WHAT YOU SHOULD DO
Copy all lines of the listing that include the string "blue".

EXTRACTED ENTRIES
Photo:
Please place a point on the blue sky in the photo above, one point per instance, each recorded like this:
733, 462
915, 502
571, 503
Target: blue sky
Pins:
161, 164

RESPONSE TO THIS EXERCISE
Please place a point on the blue sky in the photo above, one point per instance, each recorded like this:
Target: blue sky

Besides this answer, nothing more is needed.